PreviousOWASP ML and LLMNextAI Python

Last updated 6 months ago

What is NLP?

Natural Language Processing, or NLP, is a field of artificial intelligence (AI) that focuses on enabling computers to understand, interpret, and interact with human language. Essentially, it’s about teaching computers to "read," "write," and "understand" text or speech, just like humans do.

NLP powers many everyday applications, like:

  • Chatbots that understand and respond to questions

  • Voice assistants like Siri or Alexa that recognize spoken words and carry out tasks

  • Spam filters that identify unwanted emails based on their content

  • Translation apps that convert text from one language to another

  • Sentiment analysis that identifies emotions in text, like spotting a positive or negative review

For example ChatGPT is an NLP Model

What is hugging face?

Hugging Face is a company and an open-source community that specializes in developing and hosting machine learning models, particularly in natural language processing (NLP). They are known for their user-friendly tools and an ecosystem that makes machine learning accessible for developers, researchers, and businesses. Some key elements of Hugging Face include:

  1. Transformers Library: This open-source library offers pre-trained models for tasks like text classification, translation, summarization, and question-answering. It supports popular frameworks like PyTorch, TensorFlow, and JAX, and simplifies working with models like BERT, GPT, T5, and more.

Task instructions ▸
Answer the following questions using the text on NLP and Hugging Face.
1. What does the text give as an example of an NLP model?
2. According to the list of everyday applications, what do spam filters identify, and on what basis?
3. Which frameworks does the Transformers Library support?

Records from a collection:

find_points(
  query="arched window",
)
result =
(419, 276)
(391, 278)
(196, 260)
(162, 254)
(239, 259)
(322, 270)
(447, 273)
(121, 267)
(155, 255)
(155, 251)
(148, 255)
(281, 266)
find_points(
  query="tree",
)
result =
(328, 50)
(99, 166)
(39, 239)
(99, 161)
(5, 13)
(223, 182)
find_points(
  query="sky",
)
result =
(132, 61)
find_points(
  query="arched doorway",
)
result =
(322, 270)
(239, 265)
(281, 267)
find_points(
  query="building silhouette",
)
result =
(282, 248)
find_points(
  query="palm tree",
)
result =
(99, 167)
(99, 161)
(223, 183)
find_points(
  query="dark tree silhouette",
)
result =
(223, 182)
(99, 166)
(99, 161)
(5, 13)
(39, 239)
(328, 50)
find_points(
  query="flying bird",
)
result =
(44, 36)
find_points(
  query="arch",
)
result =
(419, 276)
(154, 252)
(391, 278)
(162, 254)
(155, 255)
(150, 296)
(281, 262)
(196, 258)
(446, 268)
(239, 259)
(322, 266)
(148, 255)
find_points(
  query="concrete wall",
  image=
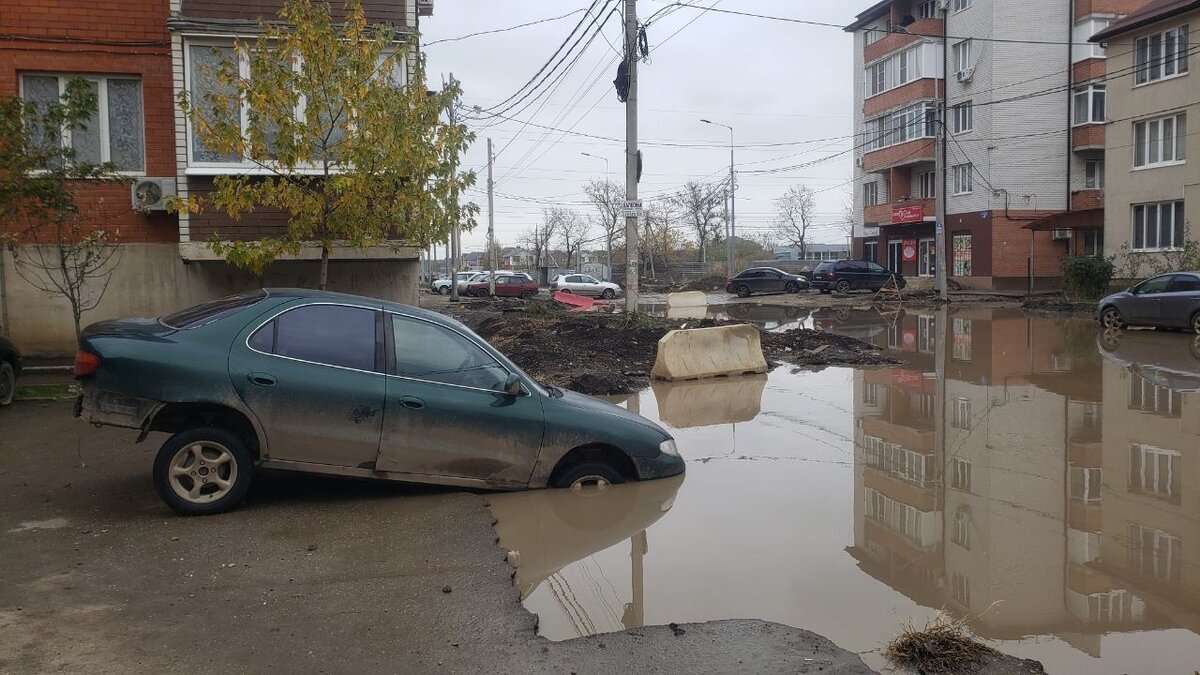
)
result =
(151, 280)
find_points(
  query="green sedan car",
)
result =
(347, 386)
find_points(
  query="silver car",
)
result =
(1168, 300)
(585, 285)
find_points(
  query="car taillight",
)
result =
(87, 363)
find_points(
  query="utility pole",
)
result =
(940, 279)
(631, 217)
(491, 225)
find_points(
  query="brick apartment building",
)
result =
(139, 58)
(1024, 117)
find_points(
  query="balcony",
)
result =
(900, 155)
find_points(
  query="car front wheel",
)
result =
(203, 471)
(1111, 318)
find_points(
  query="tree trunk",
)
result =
(324, 266)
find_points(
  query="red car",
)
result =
(515, 286)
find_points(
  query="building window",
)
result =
(1159, 142)
(115, 132)
(1157, 227)
(964, 183)
(963, 118)
(960, 475)
(1155, 471)
(963, 57)
(1147, 396)
(961, 252)
(1155, 553)
(1093, 174)
(1161, 55)
(928, 185)
(961, 413)
(901, 126)
(1089, 105)
(870, 193)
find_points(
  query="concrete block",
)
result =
(705, 402)
(709, 352)
(688, 299)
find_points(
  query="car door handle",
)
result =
(412, 402)
(262, 378)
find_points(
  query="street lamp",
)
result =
(733, 203)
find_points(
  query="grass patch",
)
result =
(46, 392)
(942, 645)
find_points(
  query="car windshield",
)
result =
(213, 310)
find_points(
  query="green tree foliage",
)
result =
(55, 249)
(343, 133)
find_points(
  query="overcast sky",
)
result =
(774, 82)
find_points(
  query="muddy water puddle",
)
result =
(1024, 473)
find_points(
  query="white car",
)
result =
(585, 285)
(443, 285)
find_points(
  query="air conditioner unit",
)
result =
(151, 193)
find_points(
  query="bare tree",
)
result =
(573, 231)
(607, 197)
(700, 205)
(796, 210)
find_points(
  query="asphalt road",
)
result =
(310, 575)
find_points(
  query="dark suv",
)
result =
(850, 275)
(765, 280)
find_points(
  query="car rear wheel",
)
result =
(1111, 318)
(7, 382)
(589, 473)
(203, 471)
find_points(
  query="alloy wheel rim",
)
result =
(202, 472)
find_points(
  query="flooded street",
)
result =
(1020, 472)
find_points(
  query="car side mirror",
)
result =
(513, 384)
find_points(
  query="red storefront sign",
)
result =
(915, 213)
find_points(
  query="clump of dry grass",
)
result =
(942, 645)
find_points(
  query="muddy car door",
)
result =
(313, 376)
(448, 413)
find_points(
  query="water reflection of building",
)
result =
(1008, 477)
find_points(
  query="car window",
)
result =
(204, 312)
(1156, 285)
(1182, 282)
(435, 353)
(328, 334)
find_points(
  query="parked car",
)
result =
(347, 386)
(10, 370)
(507, 286)
(1168, 300)
(765, 280)
(443, 284)
(853, 275)
(585, 285)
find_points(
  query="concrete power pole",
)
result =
(491, 225)
(631, 217)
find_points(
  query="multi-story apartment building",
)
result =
(1015, 88)
(138, 59)
(1152, 203)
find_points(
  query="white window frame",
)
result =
(101, 81)
(1090, 94)
(964, 117)
(1151, 147)
(1093, 174)
(964, 179)
(1145, 61)
(1155, 225)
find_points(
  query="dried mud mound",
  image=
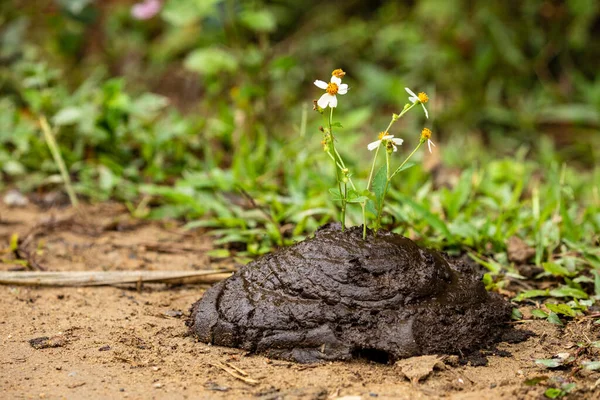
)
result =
(337, 297)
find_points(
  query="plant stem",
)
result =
(404, 162)
(385, 189)
(55, 150)
(364, 206)
(342, 194)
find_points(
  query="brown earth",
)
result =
(128, 342)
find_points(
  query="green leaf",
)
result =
(539, 313)
(591, 365)
(379, 183)
(553, 393)
(67, 116)
(432, 219)
(335, 194)
(218, 253)
(528, 294)
(516, 314)
(566, 291)
(405, 167)
(493, 267)
(355, 197)
(259, 21)
(561, 309)
(211, 61)
(554, 319)
(556, 270)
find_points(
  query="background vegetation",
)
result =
(204, 112)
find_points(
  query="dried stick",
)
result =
(104, 278)
(236, 373)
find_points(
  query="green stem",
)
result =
(405, 161)
(55, 150)
(385, 189)
(369, 181)
(364, 206)
(343, 194)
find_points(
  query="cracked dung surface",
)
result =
(337, 297)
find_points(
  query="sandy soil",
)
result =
(127, 342)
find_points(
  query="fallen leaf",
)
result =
(519, 251)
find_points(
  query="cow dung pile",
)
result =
(336, 297)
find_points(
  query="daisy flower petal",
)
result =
(412, 94)
(373, 145)
(321, 84)
(332, 101)
(429, 144)
(324, 100)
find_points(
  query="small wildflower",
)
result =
(420, 98)
(338, 73)
(426, 136)
(146, 9)
(333, 88)
(388, 139)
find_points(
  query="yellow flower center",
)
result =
(425, 134)
(338, 73)
(332, 88)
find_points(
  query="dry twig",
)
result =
(236, 372)
(104, 278)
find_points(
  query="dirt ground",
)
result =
(132, 342)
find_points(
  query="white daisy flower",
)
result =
(333, 88)
(385, 138)
(421, 98)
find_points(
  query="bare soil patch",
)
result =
(128, 342)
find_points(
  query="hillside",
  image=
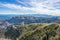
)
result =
(36, 31)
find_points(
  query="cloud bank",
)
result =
(51, 7)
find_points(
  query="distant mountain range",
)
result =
(30, 18)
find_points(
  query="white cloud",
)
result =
(46, 7)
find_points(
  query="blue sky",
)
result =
(51, 7)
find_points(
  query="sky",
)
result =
(50, 7)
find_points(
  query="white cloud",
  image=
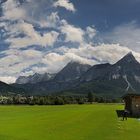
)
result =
(8, 79)
(91, 32)
(126, 35)
(66, 4)
(72, 33)
(32, 37)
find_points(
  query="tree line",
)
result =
(54, 100)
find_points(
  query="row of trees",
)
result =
(54, 100)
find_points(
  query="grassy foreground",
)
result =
(69, 122)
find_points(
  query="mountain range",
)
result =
(79, 79)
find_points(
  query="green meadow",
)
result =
(68, 122)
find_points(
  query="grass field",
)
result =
(69, 122)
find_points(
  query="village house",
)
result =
(132, 104)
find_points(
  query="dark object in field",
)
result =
(120, 113)
(125, 114)
(132, 104)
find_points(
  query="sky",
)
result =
(39, 36)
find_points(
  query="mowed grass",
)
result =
(69, 122)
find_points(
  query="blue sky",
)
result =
(43, 36)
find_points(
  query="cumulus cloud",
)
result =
(126, 35)
(72, 33)
(8, 79)
(66, 4)
(91, 32)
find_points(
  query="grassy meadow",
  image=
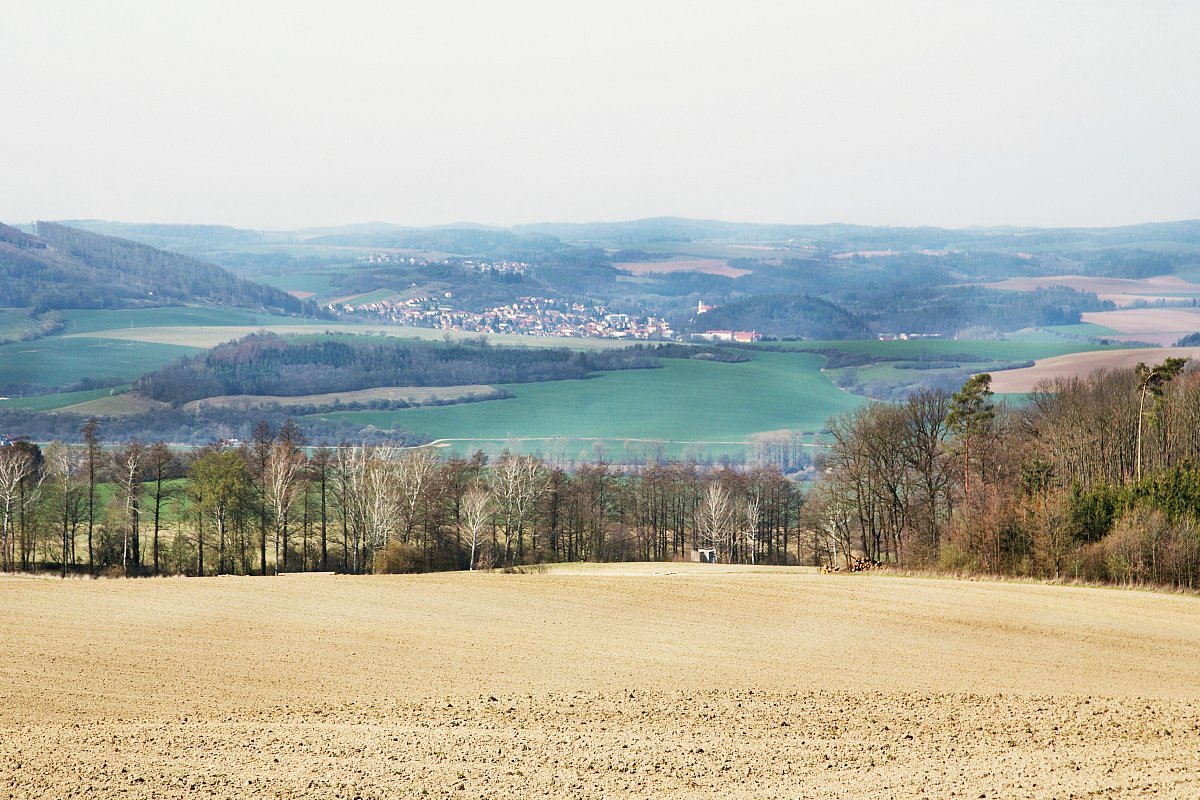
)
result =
(685, 401)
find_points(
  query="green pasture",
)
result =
(59, 361)
(685, 401)
(1083, 329)
(16, 323)
(378, 295)
(321, 284)
(90, 320)
(1002, 350)
(61, 400)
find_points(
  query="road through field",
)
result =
(609, 680)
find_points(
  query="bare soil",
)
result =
(645, 680)
(1080, 365)
(709, 265)
(1122, 292)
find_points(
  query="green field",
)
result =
(683, 402)
(321, 284)
(61, 400)
(378, 295)
(88, 320)
(16, 323)
(59, 361)
(1006, 350)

Answer to this task ▸
1. ChatGPT
2. Unwanted emails, based on their content
3. PyTorch, TensorFlow, and JAX